> _Provided data_:
++++++

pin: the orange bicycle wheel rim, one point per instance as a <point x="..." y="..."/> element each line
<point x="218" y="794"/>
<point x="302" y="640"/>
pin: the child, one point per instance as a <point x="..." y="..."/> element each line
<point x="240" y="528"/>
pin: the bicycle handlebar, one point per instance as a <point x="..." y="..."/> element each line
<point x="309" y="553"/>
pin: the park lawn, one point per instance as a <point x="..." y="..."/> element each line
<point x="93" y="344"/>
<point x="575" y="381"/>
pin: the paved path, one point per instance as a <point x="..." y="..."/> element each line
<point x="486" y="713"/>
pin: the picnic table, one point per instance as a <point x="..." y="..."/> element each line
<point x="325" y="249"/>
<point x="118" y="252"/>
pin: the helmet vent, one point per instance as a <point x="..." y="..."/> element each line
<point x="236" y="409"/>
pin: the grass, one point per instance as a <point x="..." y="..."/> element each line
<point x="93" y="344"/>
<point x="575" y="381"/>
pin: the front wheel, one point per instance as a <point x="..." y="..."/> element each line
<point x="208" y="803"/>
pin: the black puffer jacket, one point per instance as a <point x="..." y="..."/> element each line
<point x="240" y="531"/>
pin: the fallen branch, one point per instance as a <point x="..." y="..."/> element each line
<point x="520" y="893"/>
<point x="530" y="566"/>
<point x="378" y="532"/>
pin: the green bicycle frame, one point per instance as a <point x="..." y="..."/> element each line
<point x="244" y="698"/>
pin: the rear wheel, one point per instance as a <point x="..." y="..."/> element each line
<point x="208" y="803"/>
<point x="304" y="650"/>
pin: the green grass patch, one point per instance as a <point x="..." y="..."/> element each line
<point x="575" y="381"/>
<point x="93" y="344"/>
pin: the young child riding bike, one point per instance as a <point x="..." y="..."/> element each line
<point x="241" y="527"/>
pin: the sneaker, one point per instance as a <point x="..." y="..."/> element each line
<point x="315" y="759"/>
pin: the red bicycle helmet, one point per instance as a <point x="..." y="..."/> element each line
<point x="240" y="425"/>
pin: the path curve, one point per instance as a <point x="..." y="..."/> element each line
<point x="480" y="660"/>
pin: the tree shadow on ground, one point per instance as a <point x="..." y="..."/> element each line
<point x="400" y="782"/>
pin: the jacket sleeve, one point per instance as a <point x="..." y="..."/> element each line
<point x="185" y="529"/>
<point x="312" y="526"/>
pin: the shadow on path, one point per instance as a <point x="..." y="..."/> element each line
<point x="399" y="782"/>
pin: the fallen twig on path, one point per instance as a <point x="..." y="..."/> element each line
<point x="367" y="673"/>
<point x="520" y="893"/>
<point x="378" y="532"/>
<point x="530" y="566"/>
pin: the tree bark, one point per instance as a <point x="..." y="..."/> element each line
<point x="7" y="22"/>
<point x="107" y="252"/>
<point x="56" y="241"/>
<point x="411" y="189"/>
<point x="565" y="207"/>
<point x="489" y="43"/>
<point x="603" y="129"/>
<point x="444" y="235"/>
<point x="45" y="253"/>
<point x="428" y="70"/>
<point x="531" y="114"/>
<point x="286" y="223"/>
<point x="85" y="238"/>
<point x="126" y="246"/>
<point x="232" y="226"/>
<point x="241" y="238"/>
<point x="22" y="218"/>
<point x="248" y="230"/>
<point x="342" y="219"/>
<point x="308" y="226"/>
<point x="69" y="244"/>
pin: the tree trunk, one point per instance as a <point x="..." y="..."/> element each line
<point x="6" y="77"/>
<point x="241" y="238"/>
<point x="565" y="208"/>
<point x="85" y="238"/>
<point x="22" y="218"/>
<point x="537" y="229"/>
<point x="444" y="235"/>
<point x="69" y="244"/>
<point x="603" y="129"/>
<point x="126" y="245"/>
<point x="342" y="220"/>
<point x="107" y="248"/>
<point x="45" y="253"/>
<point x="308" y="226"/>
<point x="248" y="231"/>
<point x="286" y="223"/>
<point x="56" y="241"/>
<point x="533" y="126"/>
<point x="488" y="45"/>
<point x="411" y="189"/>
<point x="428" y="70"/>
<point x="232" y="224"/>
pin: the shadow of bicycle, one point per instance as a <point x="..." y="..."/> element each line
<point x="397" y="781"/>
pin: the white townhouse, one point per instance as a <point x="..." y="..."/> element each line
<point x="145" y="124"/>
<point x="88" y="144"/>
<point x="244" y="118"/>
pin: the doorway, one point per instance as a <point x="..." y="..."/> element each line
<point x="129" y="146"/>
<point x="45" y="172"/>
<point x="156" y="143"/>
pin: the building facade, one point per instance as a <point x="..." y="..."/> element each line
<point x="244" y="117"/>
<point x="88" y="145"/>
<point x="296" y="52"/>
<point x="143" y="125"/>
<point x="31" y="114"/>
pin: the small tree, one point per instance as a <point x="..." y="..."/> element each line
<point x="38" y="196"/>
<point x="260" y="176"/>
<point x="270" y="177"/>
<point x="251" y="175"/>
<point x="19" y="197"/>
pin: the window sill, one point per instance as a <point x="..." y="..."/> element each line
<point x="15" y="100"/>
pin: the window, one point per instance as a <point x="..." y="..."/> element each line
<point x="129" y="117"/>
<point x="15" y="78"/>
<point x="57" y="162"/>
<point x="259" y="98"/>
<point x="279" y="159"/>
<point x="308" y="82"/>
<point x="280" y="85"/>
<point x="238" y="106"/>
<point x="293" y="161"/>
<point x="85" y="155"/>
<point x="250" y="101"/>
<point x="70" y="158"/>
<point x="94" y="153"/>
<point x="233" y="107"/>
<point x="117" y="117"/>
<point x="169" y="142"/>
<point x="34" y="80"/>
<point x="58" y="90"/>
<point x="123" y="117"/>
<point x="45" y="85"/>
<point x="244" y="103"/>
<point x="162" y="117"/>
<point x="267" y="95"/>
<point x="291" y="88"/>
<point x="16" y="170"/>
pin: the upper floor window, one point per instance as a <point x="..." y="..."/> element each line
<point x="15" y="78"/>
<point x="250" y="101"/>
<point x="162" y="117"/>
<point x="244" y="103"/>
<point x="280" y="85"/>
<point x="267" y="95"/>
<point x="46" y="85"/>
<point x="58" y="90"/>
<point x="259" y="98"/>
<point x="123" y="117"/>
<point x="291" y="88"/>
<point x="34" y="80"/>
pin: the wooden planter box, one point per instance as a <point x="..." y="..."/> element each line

++++++

> _Required work_: Write out all of the records once more, exactly.

> _Answer for this exercise_:
pin: the orange bicycle wheel rim, one point per instance as a <point x="..." y="..."/> element each line
<point x="218" y="794"/>
<point x="302" y="640"/>
pin: the child, one point per instance as a <point x="..." y="..."/> element each line
<point x="240" y="528"/>
pin: the bicycle handlebar, one point per instance as a <point x="..." y="..."/> element each line
<point x="309" y="553"/>
pin: the park lawn, one point per instance as a <point x="..." y="..."/> element each line
<point x="93" y="344"/>
<point x="575" y="381"/>
pin: the paved path, one point per instance as a <point x="..." y="..."/> element each line
<point x="486" y="713"/>
pin: the picnic table, one point per instance as a <point x="..." y="..."/> element each line
<point x="325" y="249"/>
<point x="118" y="252"/>
pin: the helmet vent, one point per instance as a <point x="..." y="..."/> element each line
<point x="236" y="409"/>
pin: the grass, one point per instance as a <point x="..." y="..."/> element each line
<point x="93" y="344"/>
<point x="575" y="381"/>
pin: the front wheel, one point per instance as a <point x="..." y="..."/> element each line
<point x="208" y="803"/>
pin: the black puffer jacket, one point per instance as a <point x="..." y="..."/> element each line
<point x="240" y="531"/>
pin: the fallen branch, one point per instance as a <point x="..." y="..."/> element each line
<point x="520" y="893"/>
<point x="530" y="566"/>
<point x="378" y="532"/>
pin: the green bicycle frame, one point per instance as a <point x="..." y="..."/> element each line
<point x="244" y="698"/>
pin: the rear wheel, one point per instance as a <point x="..." y="..."/> element each line
<point x="208" y="803"/>
<point x="304" y="650"/>
pin: the green grass patch, one point per instance as a <point x="..." y="..."/> element each line
<point x="575" y="381"/>
<point x="93" y="344"/>
pin: the young child riding bike, one point per instance as a <point x="..." y="..."/> element each line
<point x="241" y="527"/>
pin: the sneaker, one point per instance as a <point x="..." y="..."/> element each line
<point x="315" y="759"/>
pin: the red bicycle helmet, one point per instance as a <point x="..." y="..."/> element each line
<point x="240" y="425"/>
pin: the path curve, one point per instance as a <point x="..." y="..."/> element each line
<point x="480" y="660"/>
pin: the tree shadow on ground, one point per instance as a <point x="..." y="..."/> element each line
<point x="400" y="782"/>
pin: the jacket sleeve, one point per instance as a <point x="..." y="..."/> element each line
<point x="185" y="529"/>
<point x="312" y="526"/>
pin: the shadow on path, one point per instance as a <point x="..." y="..."/> element each line
<point x="399" y="782"/>
pin: the fallen twig on path, one point per instance as a <point x="..." y="..."/> element each line
<point x="367" y="673"/>
<point x="520" y="893"/>
<point x="378" y="532"/>
<point x="530" y="566"/>
pin: the tree bark, one point per instance as a <point x="..." y="..."/> element each line
<point x="7" y="22"/>
<point x="107" y="252"/>
<point x="56" y="241"/>
<point x="411" y="189"/>
<point x="565" y="207"/>
<point x="489" y="43"/>
<point x="603" y="129"/>
<point x="444" y="235"/>
<point x="45" y="253"/>
<point x="428" y="70"/>
<point x="531" y="114"/>
<point x="286" y="223"/>
<point x="85" y="238"/>
<point x="126" y="246"/>
<point x="232" y="226"/>
<point x="241" y="238"/>
<point x="22" y="218"/>
<point x="248" y="230"/>
<point x="342" y="219"/>
<point x="308" y="226"/>
<point x="69" y="244"/>
pin: the tree trunk, one point per instance as a <point x="..." y="..."/> element each line
<point x="6" y="77"/>
<point x="241" y="238"/>
<point x="565" y="208"/>
<point x="85" y="238"/>
<point x="22" y="218"/>
<point x="537" y="229"/>
<point x="444" y="235"/>
<point x="69" y="244"/>
<point x="603" y="129"/>
<point x="126" y="245"/>
<point x="342" y="220"/>
<point x="107" y="248"/>
<point x="45" y="253"/>
<point x="308" y="226"/>
<point x="248" y="231"/>
<point x="286" y="223"/>
<point x="56" y="241"/>
<point x="533" y="126"/>
<point x="488" y="45"/>
<point x="411" y="189"/>
<point x="428" y="70"/>
<point x="232" y="224"/>
pin: the shadow of bicycle, one point per instance as a <point x="..." y="..."/> element each line
<point x="397" y="781"/>
pin: the white townhouse, one point per instance as a <point x="..." y="..."/> element each line
<point x="145" y="124"/>
<point x="88" y="144"/>
<point x="244" y="118"/>
pin: the doorway, one point per instance as a <point x="..." y="..."/> element each line
<point x="129" y="146"/>
<point x="45" y="172"/>
<point x="156" y="143"/>
pin: the building facade, one point per instance as a <point x="..." y="..."/> element each line
<point x="244" y="117"/>
<point x="88" y="145"/>
<point x="296" y="52"/>
<point x="143" y="125"/>
<point x="31" y="114"/>
pin: the small tree, one point per instance as a <point x="..." y="..."/> element each line
<point x="38" y="196"/>
<point x="260" y="176"/>
<point x="270" y="177"/>
<point x="251" y="175"/>
<point x="19" y="197"/>
pin: the window sill, one point per instance as a <point x="..." y="..."/> element each line
<point x="15" y="100"/>
pin: the window, one point per instance as a <point x="..." y="..."/> element each line
<point x="129" y="117"/>
<point x="15" y="78"/>
<point x="57" y="162"/>
<point x="259" y="98"/>
<point x="279" y="159"/>
<point x="308" y="82"/>
<point x="280" y="85"/>
<point x="238" y="106"/>
<point x="293" y="161"/>
<point x="85" y="155"/>
<point x="250" y="101"/>
<point x="70" y="158"/>
<point x="94" y="153"/>
<point x="233" y="107"/>
<point x="117" y="117"/>
<point x="169" y="142"/>
<point x="34" y="80"/>
<point x="58" y="90"/>
<point x="123" y="117"/>
<point x="45" y="85"/>
<point x="244" y="103"/>
<point x="162" y="117"/>
<point x="267" y="95"/>
<point x="291" y="88"/>
<point x="16" y="170"/>
pin: the upper floor window, one point per instance as a <point x="..." y="..."/> element each line
<point x="15" y="78"/>
<point x="250" y="101"/>
<point x="162" y="117"/>
<point x="244" y="103"/>
<point x="280" y="85"/>
<point x="267" y="95"/>
<point x="46" y="85"/>
<point x="58" y="90"/>
<point x="259" y="98"/>
<point x="123" y="117"/>
<point x="291" y="88"/>
<point x="34" y="80"/>
pin: the wooden planter box, one point per instance as a <point x="..." y="..."/> element each line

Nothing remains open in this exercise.